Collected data
= = =
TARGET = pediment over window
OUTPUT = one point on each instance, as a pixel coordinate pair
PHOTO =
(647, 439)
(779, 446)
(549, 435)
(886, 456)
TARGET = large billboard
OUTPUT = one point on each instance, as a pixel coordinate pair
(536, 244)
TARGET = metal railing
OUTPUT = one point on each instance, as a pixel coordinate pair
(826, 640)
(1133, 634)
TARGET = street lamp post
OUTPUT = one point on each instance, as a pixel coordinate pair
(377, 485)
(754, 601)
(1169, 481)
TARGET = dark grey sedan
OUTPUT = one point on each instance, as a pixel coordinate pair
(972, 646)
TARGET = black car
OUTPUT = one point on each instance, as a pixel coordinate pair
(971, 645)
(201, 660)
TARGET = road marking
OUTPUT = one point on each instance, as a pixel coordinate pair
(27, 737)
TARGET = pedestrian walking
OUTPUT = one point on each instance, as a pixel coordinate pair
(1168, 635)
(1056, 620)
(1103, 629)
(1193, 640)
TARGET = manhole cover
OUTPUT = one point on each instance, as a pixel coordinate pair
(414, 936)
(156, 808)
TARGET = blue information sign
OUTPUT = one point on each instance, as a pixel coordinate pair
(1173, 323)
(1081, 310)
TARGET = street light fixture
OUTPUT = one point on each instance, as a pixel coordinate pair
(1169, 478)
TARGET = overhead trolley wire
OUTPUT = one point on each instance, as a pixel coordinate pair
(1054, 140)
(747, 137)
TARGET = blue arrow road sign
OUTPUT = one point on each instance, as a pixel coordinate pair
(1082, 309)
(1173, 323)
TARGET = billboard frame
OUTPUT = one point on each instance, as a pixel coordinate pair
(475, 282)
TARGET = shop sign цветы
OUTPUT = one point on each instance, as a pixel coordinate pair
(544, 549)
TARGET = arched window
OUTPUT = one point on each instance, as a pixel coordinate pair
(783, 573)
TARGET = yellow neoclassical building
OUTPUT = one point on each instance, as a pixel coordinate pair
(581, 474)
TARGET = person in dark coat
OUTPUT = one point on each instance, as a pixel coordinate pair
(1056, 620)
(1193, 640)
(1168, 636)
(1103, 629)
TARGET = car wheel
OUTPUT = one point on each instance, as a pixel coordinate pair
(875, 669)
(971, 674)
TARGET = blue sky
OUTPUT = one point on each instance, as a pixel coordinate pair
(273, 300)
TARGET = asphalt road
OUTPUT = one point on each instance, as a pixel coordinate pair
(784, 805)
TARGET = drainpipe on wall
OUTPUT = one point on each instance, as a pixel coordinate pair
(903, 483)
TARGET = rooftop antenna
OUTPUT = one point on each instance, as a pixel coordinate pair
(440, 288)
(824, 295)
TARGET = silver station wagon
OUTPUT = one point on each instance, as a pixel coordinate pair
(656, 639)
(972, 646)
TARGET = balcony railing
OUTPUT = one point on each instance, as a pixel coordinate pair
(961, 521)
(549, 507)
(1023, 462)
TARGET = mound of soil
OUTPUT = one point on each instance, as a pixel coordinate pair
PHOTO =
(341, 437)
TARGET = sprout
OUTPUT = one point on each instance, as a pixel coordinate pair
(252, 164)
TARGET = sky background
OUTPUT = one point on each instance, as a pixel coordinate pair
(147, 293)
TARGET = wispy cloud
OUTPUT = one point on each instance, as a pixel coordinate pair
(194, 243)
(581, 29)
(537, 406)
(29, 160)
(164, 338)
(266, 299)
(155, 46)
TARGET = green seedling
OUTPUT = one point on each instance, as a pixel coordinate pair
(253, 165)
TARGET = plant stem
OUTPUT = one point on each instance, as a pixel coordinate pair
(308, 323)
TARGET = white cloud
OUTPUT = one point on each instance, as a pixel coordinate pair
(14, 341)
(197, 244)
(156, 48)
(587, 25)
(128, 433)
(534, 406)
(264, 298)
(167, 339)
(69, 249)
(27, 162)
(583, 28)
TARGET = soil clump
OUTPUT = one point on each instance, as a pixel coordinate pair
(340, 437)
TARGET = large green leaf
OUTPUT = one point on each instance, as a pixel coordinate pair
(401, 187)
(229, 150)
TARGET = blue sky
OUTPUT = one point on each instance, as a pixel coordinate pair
= = =
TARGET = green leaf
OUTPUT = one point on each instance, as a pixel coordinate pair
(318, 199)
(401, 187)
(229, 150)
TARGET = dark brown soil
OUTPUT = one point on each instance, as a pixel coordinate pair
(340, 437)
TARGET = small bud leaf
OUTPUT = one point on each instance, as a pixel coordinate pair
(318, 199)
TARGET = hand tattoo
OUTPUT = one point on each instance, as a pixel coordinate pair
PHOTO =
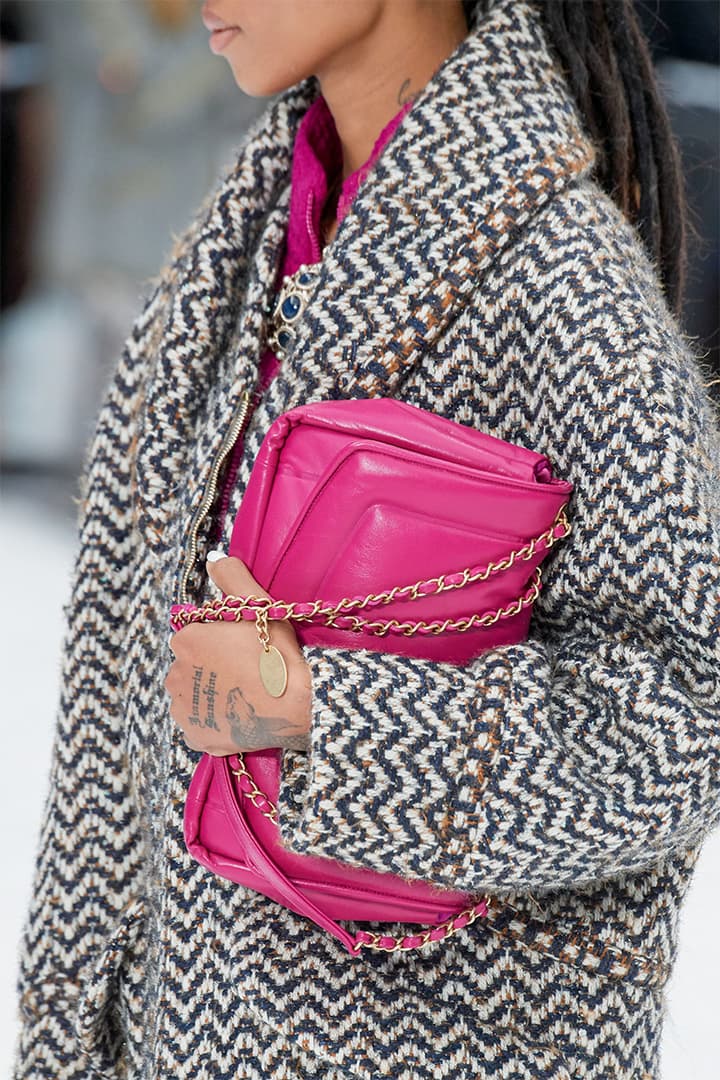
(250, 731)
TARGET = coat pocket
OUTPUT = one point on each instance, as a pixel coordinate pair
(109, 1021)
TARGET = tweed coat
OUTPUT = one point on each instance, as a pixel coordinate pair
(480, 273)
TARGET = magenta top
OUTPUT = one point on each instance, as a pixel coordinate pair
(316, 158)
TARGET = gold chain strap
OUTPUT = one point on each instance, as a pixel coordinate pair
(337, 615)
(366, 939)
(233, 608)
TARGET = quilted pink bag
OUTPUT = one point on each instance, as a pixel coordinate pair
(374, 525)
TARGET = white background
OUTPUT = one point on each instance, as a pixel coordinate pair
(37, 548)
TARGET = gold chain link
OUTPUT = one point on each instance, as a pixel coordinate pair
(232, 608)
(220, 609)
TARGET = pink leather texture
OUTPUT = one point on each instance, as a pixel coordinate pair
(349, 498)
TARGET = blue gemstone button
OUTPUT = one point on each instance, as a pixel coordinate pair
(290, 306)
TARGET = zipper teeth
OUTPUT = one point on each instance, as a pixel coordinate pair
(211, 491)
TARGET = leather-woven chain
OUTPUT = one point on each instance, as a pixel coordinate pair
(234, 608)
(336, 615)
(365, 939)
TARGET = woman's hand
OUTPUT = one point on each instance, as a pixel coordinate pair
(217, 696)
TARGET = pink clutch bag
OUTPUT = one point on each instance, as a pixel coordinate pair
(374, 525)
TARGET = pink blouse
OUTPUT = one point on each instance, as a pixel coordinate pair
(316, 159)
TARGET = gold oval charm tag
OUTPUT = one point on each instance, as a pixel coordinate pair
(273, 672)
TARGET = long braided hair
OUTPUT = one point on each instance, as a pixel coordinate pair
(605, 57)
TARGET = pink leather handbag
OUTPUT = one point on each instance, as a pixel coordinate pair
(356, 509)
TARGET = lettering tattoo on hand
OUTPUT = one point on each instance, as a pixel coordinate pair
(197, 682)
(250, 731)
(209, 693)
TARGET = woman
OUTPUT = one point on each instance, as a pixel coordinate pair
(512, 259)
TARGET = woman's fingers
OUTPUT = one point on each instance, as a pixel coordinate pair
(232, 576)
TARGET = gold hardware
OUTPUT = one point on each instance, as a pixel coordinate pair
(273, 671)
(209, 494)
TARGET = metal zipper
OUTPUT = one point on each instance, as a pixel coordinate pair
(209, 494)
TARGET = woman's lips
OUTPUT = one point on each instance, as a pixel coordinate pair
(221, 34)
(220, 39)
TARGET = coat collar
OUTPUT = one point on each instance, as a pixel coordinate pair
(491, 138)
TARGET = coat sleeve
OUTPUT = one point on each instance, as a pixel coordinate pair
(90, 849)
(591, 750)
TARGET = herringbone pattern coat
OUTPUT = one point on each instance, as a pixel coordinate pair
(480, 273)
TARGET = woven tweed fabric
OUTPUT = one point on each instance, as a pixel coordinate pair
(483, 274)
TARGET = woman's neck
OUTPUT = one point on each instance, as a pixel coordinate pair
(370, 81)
= = =
→ **Direction**: Please pull out each line of the records above that contains the string "street" and copy those lines in full.

→ **Solution for this problem**:
TARGET = street lamp post
TARGET = street light fixture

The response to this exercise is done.